::: DATA

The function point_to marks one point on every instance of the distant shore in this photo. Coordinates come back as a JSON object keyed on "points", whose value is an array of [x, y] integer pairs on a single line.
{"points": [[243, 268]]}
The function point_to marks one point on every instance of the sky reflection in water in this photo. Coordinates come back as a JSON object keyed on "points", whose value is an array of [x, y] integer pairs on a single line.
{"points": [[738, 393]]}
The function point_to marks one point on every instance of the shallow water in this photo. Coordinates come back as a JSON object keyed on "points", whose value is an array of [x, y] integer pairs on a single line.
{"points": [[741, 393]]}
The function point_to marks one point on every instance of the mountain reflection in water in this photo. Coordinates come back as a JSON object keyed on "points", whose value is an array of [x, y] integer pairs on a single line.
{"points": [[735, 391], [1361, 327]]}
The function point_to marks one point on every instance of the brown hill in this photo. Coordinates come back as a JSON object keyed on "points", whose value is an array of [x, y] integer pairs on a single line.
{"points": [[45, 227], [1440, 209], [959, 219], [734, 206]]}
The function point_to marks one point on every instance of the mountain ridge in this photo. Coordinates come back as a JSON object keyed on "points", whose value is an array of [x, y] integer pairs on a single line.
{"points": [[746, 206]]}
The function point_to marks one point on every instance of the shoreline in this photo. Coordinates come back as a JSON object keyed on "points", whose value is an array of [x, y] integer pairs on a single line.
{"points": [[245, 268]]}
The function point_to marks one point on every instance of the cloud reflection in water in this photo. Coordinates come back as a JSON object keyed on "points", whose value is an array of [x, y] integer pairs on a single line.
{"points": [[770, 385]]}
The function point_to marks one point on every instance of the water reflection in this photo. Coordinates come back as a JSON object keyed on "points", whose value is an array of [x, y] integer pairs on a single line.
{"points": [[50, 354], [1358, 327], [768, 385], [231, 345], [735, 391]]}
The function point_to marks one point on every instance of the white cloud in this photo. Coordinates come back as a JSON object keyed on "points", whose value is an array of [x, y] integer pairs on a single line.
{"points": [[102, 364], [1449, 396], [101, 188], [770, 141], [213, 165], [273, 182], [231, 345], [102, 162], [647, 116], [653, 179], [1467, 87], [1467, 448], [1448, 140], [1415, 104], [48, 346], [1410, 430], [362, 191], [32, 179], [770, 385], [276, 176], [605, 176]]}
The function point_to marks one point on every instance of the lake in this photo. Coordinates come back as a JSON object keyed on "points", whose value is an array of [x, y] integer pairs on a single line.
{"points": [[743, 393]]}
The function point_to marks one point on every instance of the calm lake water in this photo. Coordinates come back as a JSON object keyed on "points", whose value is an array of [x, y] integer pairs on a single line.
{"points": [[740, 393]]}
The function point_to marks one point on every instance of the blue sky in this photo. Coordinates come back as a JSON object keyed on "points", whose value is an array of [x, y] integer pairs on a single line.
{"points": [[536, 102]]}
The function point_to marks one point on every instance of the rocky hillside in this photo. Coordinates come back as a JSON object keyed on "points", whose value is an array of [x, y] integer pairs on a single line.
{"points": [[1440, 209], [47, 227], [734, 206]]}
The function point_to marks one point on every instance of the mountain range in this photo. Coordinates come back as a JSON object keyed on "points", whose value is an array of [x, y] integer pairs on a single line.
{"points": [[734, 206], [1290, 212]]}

::::::

Nothing in the data may be left out. Copy all of it exactly.

• **SOLUTION TO THIS TASK**:
The function point_to marks one point on every instance of the distant shore in this photo. Coordinates come back as a JSON object keyed on "points", whose value is an array of [x, y] integer pairs on a single line.
{"points": [[243, 268]]}
The function point_to marks one point on every instance of the sky reflection in water in this photo. Coordinates come back as a JSON object keyed on "points", whose value is an array of [x, y] integer pairs on a single line.
{"points": [[738, 393]]}
The function point_to marks one point on every instance of the shallow water in this photo. Coordinates come back as a JSON object keyed on "points", whose value is an array of [x, y] integer pairs on a single line.
{"points": [[741, 393]]}
The function point_to marks one point on every instance of the mountain reflection in water in this photo. Coordinates come back as a JSON object keyed on "points", whose value is an array of [x, y] integer pairs on a single line.
{"points": [[735, 391], [1361, 327]]}
The function point_to marks one point on every instance of the brown hill in this photo. Coordinates come back as a JSON object keyed on "points", whose value is an array of [x, y] integer pairs on a single line.
{"points": [[45, 227], [1440, 209], [959, 219], [734, 206]]}
The function point_to marks one point on every instance of the mountain ridge in this photo. Coordinates come back as a JSON object keyed on "points", whose value is an array of [x, y] integer pairs on a single line.
{"points": [[746, 206]]}
The function point_to marks one point on every instance of the shoreline in this photo. Coordinates come back as a JSON object keyed on "points", whose value is an array of [x, y] integer pairs on a single line.
{"points": [[245, 268]]}
The function point_to marks one point on every instance of the cloud reflection in water in this photo. Coordinates come back as a JSON object keyed on "points", whose value is an array of [x, y] integer pairs on a single line.
{"points": [[770, 385]]}
The function point_to marks one point on every instance of the water reflection in this photo. Coordinates come back as a JSON object keyed on "points", whose value is an array of [x, y] integer pairs on a single line.
{"points": [[50, 354], [1358, 327], [768, 385], [231, 345], [735, 391]]}
The function point_to marks one point on every instance of the white cloud in this photo. Coordinates come back as a JSON object keyed on "points", whose value is an array of [x, y] integer pairs on a single line.
{"points": [[102, 364], [1449, 396], [101, 188], [770, 141], [213, 165], [273, 182], [231, 345], [102, 162], [647, 116], [653, 179], [1467, 87], [1467, 448], [1448, 140], [1415, 104], [48, 346], [1410, 430], [362, 191], [32, 179], [770, 385], [276, 176], [605, 176]]}
The function point_to marks one point on every instance of the lake in this photo. Coordinates come back as a JSON object keyed on "points", whose value is an array of [x, y] integer pairs on a single line.
{"points": [[743, 393]]}
The function point_to marks one point on every instance of the calm lake water in this photo. Coordinates come back as a JSON object keyed on "points", whose value is an array of [x, y] integer pairs on a single line.
{"points": [[740, 393]]}
The function point_to marks one point on every instance of the blue sky in this photo. Coordinates come back as a JSON object keyed on "points", whose value is an array of [x, y] integer pairs on a single line.
{"points": [[536, 102]]}
The function point_to marks one point on every instance of the rocky hillside in this photo. Coordinates come back as a JSON object keyed on "points", whose value is an array of [x, y] integer pairs on a single line.
{"points": [[1440, 209], [47, 227], [734, 206]]}
The function point_to marks one point on every instance of the mountain range in this photo. Coordinates come back as a JSON object keyed on "points", whose value is an array of [x, y] integer pairs on a single line.
{"points": [[734, 206], [1290, 212]]}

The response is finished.